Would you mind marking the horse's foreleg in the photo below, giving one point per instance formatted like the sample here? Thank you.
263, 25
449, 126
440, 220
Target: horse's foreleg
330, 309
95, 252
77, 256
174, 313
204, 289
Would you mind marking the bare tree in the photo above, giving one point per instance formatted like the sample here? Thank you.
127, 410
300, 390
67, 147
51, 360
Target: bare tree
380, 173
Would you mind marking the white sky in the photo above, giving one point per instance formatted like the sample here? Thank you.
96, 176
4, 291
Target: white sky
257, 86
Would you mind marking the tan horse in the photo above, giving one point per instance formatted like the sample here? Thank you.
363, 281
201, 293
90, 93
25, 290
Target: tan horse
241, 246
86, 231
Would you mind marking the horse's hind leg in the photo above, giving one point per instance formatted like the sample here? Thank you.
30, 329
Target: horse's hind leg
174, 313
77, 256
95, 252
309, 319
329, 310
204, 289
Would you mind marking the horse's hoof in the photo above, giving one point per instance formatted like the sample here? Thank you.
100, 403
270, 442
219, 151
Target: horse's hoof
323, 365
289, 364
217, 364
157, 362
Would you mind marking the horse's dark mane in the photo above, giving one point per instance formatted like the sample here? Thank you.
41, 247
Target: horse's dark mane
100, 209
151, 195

____

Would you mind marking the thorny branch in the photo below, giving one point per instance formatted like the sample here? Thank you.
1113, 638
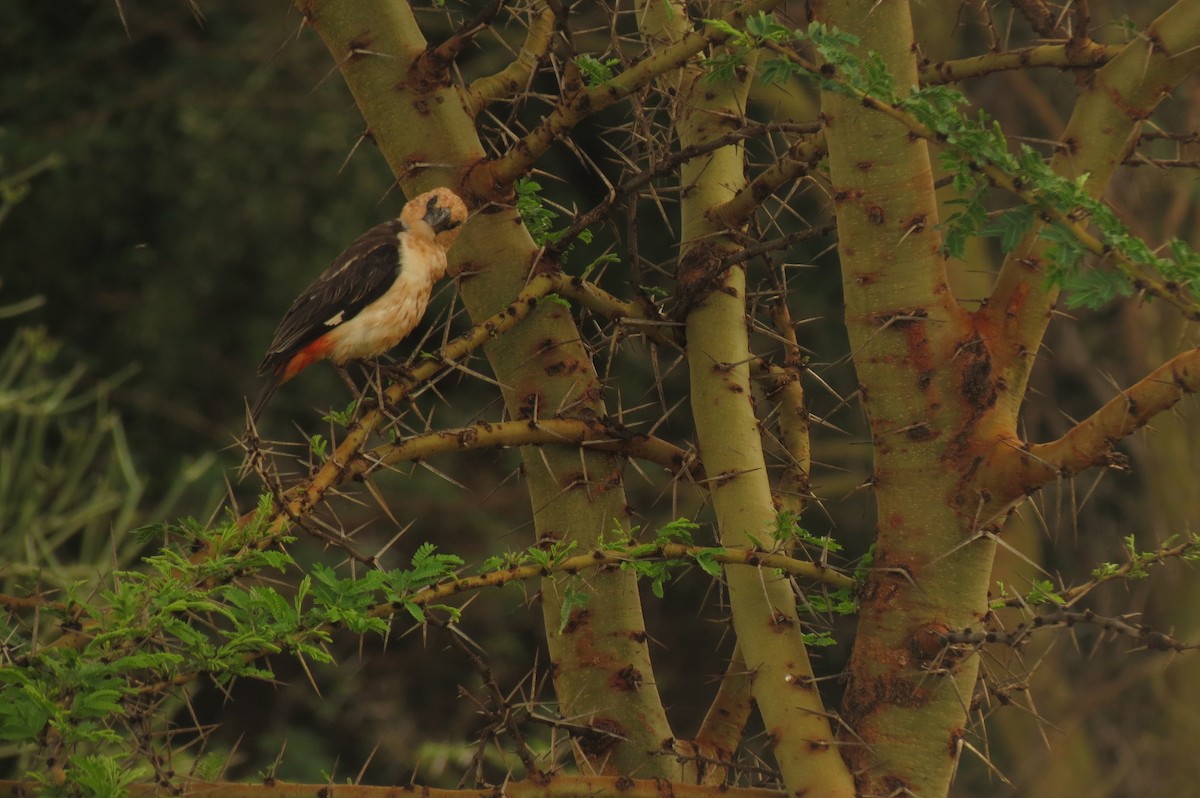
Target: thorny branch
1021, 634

____

PROBLEM STATEMENT
Select each line in the material above that contains the word "below", and copy those lines without alteration.

EXPECTED OUTPUT
Would you mind marking the horse's foreleg in the photo below, giving one point per instance formatted like the sample here? Thank you.
Would you mind marking the thorny branch in the photo below, giving one point per instance formatted like the sample here? Thank you.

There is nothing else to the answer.